**Document segment**
----
Anyone have problems with Valgrind incorrectly reporting an invalid write? I've got a C program with this loop:

void myfunc4(int *myData, ...) 
{
 int *variable1, *variable2, ii, ss, bb, jj;
 ...
 bb = 0;
 for (ii=0; ii<ss; ii++) {  
   for (jj=0; jj<(variable2[ii]-variable1[ii]+1); jj++) {
       myData[bb] = variable1[ii] + jj; /* valgrind reports error is on this line */
       bb = bb+1;
   }
   printf("ss = %d, ii = %d, bb = %d \n", ss, ii, bb);
 }
}

I run Valgrind using,

valgrind --log-file=./logfile --leak-check=full ./myProgram

and the first and only "Invalid" error it lists is:

==6135== Invalid write of size 4
==6135==    at 0x4090AA: myfunc4 (myfunc4.c:170)
==6135==    by 0x408527: myfunc3 (myfunc3.c:168)
==6135==    by 0x406CA1: myfunc2 (myfunc2.c:84)
==6135==    by 0x410163: myfunc1 (myfunc1.c:133)
----
**Data**
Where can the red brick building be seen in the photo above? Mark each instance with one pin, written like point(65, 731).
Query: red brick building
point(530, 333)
----
**Complete the following**
A) List every variable declared on the first line inside the body of myfunc4 in the Valgrind post.
B) Using the Valgrind post, decide whether each statement agrees with it: (i) Valgrind was run with full leak checking; (ii) the reported error is an invalid write of size 8; (iii) bb is set to 0 before the outer loop. Answer yes or no for each and quote the words that decide it.
C) Go on with the Valgrind post, picking up after its last line.

**Responses per task**
A) variable1, variable2, ii, ss, bb, jj

B)
(i) Yes: "valgrind --log-file=./logfile --leak-check=full ./myProgram"
(ii) No: "Invalid write of size 4"
(iii) Yes: "bb = 0;"

C)
==6135==    by 0x413726: main (myProgram.c:511)
==6135==  Address 0x1077c250 is 209,712 bytes inside a block of size 209,715 alloc'd
==6135==    at 0x4A05FDE: malloc (vg_replace_malloc.c:236)
==6135==    by 0x408248: myfunc3 (myfunc3.c:119)
==6135==    by 0x406CA1: myfunc2 (myfunc2.c:84)
==6135==    by 0x410163: myfunc1 (myfunc1.c:133)
==6135==    by 0x413726: main (myProgram.c:511)
==6135== 
==6135== More than 10000000 total errors detected.  I'm not reporting any more.
==6135== Final error counts will be inaccurate.  Go fix your program!

Valgrind states the error occurs in the line of code:

myData[bb] = variable1[ii] + jj;

If I step through the program at that point using gdb, it runs fine. The last printf displayed before the loop completes is:

ss = 687, ii = 686, bb = 2690

I can't seem to observe any problem outside of Valgrind. Valgrind consistently gives this error, but gdb consistently shows no problem.

The memory allocated for myData is, as Valgrind correctly reports, 209712 bytes, which is room for 209712/4 = 52428 integers (I'm using Linux 64 bit machine). From the printf statement, I can see the for loop exits with bb=2690 as it should. So the largest index used for array myData[bb] (where Valgrind complains) is myData[2689] .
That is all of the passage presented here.